◆ **GIVEN INSTRUCTION**:
Collect each line of the records below that contains the string "blue", and treat uppercase and lowercase letters as different.

Pointing entries for labeled objects
········

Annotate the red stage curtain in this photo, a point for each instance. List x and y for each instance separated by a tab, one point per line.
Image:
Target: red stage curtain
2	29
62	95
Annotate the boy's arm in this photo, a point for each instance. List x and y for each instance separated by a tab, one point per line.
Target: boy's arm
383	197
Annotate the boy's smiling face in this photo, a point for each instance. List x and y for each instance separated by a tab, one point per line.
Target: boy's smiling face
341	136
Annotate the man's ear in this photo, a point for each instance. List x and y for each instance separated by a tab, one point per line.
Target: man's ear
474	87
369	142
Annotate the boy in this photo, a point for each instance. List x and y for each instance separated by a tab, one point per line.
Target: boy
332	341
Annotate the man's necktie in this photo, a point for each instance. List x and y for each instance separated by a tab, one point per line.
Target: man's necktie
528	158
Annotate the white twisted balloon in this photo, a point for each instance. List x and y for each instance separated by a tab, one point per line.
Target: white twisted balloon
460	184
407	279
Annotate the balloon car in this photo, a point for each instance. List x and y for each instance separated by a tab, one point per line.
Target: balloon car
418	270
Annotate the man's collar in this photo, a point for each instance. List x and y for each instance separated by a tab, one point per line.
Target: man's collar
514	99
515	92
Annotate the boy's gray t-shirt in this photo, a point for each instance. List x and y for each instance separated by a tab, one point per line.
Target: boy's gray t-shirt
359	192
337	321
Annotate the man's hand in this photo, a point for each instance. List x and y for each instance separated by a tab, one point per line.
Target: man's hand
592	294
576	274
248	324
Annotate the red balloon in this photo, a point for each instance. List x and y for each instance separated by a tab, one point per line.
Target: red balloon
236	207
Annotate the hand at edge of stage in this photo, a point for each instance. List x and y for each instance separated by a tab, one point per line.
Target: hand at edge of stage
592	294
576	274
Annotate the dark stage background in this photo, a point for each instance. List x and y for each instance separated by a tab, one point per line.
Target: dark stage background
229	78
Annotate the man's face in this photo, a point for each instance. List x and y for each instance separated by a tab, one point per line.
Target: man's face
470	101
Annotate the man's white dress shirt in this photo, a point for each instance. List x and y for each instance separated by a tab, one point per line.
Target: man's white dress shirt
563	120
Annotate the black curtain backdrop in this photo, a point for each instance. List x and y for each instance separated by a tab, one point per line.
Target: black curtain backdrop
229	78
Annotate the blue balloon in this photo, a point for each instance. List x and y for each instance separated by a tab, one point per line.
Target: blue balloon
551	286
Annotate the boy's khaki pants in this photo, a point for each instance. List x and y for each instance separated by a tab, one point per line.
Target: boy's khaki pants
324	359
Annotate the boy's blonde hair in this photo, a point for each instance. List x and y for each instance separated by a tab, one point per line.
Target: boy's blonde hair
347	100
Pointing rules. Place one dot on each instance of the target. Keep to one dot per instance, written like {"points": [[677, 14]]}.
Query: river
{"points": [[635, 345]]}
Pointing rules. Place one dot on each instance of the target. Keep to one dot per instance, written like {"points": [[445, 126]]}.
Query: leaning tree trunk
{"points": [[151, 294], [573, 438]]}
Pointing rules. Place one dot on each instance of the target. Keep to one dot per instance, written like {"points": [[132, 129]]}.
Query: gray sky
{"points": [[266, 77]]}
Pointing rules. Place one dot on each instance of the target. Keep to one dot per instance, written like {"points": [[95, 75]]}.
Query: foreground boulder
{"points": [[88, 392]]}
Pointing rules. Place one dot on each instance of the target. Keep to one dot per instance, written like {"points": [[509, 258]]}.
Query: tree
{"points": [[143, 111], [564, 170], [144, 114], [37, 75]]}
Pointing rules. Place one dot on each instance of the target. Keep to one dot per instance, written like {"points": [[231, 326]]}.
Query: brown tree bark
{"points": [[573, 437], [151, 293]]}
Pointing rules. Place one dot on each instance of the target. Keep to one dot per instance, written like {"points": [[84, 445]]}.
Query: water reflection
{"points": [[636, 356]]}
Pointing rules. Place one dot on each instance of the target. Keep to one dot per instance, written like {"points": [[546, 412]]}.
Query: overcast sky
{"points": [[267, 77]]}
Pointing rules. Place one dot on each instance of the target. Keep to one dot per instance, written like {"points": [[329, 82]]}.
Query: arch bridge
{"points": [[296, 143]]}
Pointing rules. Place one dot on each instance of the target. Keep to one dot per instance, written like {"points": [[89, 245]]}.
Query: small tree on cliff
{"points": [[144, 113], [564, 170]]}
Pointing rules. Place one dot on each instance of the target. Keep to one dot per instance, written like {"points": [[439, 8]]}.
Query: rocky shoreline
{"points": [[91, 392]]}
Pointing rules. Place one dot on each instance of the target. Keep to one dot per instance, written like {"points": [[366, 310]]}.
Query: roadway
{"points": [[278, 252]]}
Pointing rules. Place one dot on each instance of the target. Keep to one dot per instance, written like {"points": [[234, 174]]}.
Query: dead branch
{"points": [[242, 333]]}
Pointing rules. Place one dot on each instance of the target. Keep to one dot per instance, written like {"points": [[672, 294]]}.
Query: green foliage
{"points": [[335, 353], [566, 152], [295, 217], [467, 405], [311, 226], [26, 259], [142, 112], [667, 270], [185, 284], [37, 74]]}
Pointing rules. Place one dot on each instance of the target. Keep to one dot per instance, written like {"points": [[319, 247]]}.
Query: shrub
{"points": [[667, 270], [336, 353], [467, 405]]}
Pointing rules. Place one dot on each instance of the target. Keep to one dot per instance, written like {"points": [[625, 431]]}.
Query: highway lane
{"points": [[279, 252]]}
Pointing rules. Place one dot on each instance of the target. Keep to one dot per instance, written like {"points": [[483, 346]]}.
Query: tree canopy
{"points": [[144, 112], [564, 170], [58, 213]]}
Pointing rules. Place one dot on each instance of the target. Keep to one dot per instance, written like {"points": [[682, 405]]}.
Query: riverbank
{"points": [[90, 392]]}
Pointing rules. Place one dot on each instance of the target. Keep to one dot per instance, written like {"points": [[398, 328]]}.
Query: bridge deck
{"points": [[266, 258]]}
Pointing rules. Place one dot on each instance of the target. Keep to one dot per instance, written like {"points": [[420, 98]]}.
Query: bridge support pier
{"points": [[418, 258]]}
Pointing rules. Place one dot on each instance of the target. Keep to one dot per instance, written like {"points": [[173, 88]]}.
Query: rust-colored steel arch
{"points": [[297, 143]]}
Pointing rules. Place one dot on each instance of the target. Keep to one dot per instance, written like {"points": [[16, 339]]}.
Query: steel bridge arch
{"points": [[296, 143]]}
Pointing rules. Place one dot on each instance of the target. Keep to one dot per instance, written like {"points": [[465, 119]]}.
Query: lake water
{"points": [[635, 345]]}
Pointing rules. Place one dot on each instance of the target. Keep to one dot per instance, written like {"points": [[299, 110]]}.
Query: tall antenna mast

········

◆ **WRITTEN ANSWER**:
Annotate the blue balloon in this photo, a point for each instance. List x and y for each instance separated by a tab, one point per line.
Target: blue balloon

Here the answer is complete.